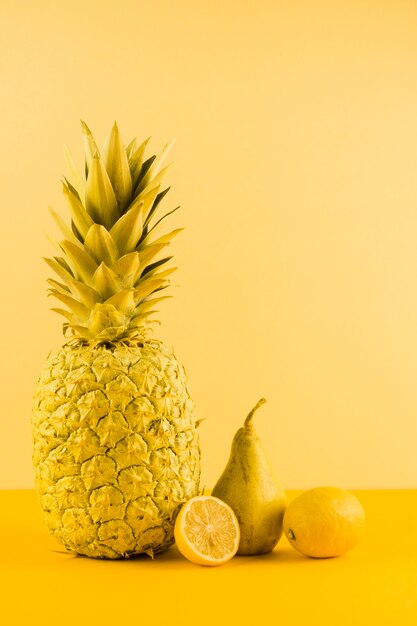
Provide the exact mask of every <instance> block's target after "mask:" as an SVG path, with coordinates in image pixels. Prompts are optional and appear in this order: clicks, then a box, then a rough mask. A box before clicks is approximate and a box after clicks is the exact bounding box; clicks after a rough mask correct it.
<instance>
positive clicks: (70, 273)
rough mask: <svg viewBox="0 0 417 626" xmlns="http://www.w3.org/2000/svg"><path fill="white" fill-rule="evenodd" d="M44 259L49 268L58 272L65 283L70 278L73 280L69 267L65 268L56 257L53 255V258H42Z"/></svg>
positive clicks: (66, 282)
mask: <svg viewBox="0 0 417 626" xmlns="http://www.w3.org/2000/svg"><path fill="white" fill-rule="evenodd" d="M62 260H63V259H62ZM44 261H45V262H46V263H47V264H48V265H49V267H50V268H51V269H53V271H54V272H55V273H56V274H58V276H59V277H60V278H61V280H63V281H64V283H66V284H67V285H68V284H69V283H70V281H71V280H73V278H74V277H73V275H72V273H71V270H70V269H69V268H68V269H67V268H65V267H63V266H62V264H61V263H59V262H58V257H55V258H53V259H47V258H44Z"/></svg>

=====

● Activity
Return the preceding entries exactly, each word as given, but leave out any picture.

● Written solution
Provide the exact mask of every <instance> block's target after "mask:" as an SVG path, with coordinates in image pixels. Prompts are optional and appear in this order: clicks, then a box, then a rough mask. A box before clicks is approximate and a box after clicks is the exact bounding box; clicks after a rough mask correct it.
<instance>
positive clicks: (70, 273)
rough mask: <svg viewBox="0 0 417 626" xmlns="http://www.w3.org/2000/svg"><path fill="white" fill-rule="evenodd" d="M44 259L49 268L58 272L65 283L70 278L73 280L69 267L65 268L56 257L53 255V258H42Z"/></svg>
positive clicks: (66, 282)
mask: <svg viewBox="0 0 417 626" xmlns="http://www.w3.org/2000/svg"><path fill="white" fill-rule="evenodd" d="M62 260H63V259H62ZM44 261H45V262H46V263H47V264H48V265H49V267H50V268H51V269H53V271H54V272H55V273H56V274H58V276H59V277H60V278H61V280H63V281H64V283H66V284H67V285H68V284H69V283H70V281H71V280H73V278H74V277H73V275H72V273H71V270H70V269H69V268H68V269H67V268H65V267H63V266H62V264H61V263H59V262H58V257H55V258H53V259H47V258H44Z"/></svg>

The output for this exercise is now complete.